--- begin INPUT FOR THIS TASK ---

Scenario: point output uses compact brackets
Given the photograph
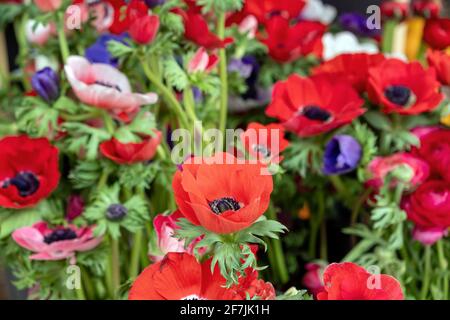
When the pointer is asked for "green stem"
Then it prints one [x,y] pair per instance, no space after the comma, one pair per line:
[223,76]
[90,290]
[108,122]
[80,293]
[135,251]
[444,265]
[19,29]
[388,36]
[278,251]
[427,273]
[115,267]
[62,37]
[166,93]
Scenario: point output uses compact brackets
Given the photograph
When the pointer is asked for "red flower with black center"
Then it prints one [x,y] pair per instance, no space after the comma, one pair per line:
[221,193]
[354,67]
[265,142]
[196,30]
[311,106]
[348,281]
[440,61]
[437,33]
[129,153]
[263,10]
[28,171]
[288,42]
[403,88]
[179,276]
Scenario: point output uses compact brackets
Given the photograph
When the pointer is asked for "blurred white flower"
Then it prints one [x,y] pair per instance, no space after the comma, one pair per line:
[315,10]
[38,33]
[345,42]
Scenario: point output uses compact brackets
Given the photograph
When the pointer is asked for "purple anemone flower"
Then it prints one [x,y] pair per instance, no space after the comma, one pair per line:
[46,84]
[357,24]
[98,51]
[342,154]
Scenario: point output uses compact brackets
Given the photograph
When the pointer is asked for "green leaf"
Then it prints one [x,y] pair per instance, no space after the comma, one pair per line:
[378,121]
[119,49]
[17,219]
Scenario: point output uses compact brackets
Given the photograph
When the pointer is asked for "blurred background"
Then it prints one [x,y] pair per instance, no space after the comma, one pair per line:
[6,289]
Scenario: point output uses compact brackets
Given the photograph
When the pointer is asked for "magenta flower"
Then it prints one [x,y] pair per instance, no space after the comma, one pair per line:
[105,87]
[55,244]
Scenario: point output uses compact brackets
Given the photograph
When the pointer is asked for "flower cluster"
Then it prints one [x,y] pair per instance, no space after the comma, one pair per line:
[173,149]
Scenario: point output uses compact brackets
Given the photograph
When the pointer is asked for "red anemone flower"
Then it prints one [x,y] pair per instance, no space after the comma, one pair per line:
[287,42]
[129,153]
[440,61]
[354,67]
[221,193]
[310,106]
[265,142]
[435,149]
[348,281]
[196,30]
[265,9]
[403,88]
[179,276]
[28,171]
[437,33]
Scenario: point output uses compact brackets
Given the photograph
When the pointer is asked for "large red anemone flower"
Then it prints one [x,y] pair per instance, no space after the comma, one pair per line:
[354,67]
[310,106]
[28,171]
[196,30]
[348,281]
[403,88]
[221,193]
[179,276]
[287,42]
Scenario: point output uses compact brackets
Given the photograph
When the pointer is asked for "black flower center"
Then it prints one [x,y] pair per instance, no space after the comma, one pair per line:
[26,183]
[262,149]
[59,235]
[222,205]
[116,212]
[316,113]
[108,85]
[399,95]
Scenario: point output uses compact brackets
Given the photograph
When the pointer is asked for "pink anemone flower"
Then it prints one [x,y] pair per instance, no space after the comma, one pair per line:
[55,244]
[105,87]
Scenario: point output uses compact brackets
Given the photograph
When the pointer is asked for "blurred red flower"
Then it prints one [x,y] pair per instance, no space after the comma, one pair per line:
[310,106]
[287,42]
[222,194]
[28,171]
[404,88]
[429,206]
[348,281]
[354,67]
[196,30]
[440,61]
[265,142]
[129,153]
[437,33]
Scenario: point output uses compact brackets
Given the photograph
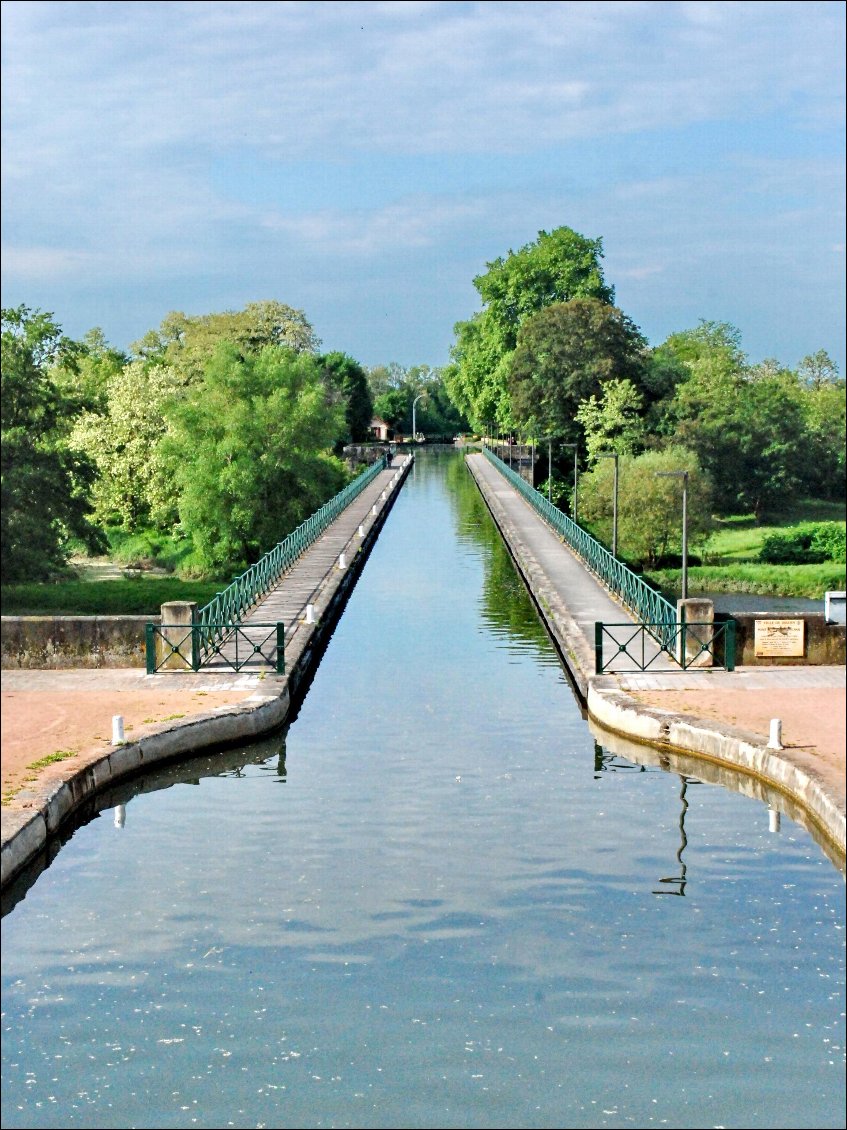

--- end INPUT FOR THIS TASK ---

**TO BE DONE:** Pick out and copy every line in the items above that contains the word "black". Case counts.

**SOLUTION TO THIS TASK:**
When the pointer is asked for "red flower with black center"
When the pointer is asked for "black flower center"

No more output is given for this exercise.